*WHAT IS BEING ASKED:* Your answer must be every line of the data below that holds the string "setting", copied exactly.

[PROVIDED RECORDS — start]

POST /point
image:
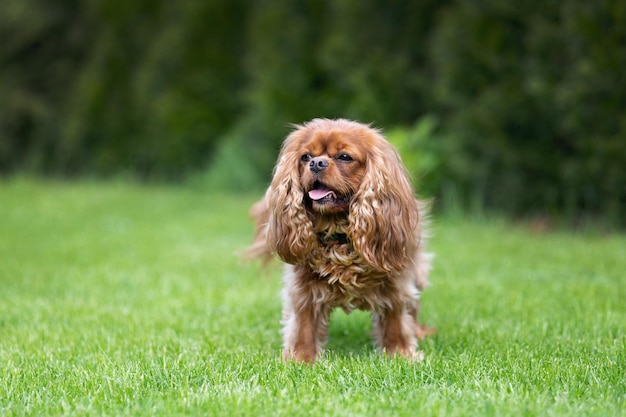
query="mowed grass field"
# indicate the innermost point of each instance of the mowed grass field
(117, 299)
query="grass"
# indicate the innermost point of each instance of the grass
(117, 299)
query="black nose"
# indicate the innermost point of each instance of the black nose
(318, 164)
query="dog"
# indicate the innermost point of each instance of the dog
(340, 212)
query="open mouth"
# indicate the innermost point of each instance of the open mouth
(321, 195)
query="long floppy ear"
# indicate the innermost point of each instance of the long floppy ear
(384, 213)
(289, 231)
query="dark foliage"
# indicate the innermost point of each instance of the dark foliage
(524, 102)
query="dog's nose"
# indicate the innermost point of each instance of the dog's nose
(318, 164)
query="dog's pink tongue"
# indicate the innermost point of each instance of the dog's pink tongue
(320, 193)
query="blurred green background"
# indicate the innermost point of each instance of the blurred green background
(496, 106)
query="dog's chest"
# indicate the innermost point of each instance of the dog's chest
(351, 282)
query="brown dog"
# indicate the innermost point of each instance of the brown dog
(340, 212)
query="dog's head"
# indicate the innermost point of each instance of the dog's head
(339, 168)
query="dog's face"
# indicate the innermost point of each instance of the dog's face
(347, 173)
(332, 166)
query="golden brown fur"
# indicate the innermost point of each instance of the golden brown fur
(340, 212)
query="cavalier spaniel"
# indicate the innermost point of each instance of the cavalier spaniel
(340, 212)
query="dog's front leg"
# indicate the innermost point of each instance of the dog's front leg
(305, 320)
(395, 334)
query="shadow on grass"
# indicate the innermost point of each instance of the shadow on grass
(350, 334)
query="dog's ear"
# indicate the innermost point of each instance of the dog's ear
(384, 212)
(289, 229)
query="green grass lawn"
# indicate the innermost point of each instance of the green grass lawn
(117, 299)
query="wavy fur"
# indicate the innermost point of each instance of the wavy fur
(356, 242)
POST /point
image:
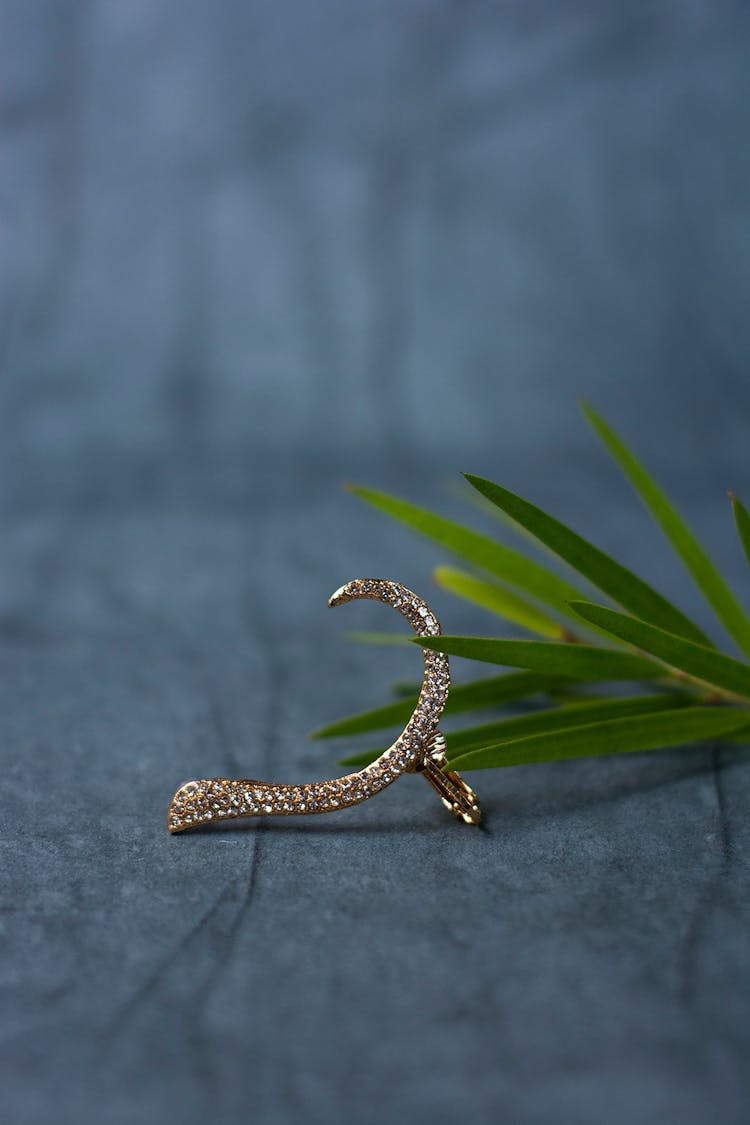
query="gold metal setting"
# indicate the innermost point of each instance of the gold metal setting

[PROVIDED RECORDS — finish]

*OUTPUT:*
query="gold metal setting"
# indicate the innermost point of each instance of the gold metal setting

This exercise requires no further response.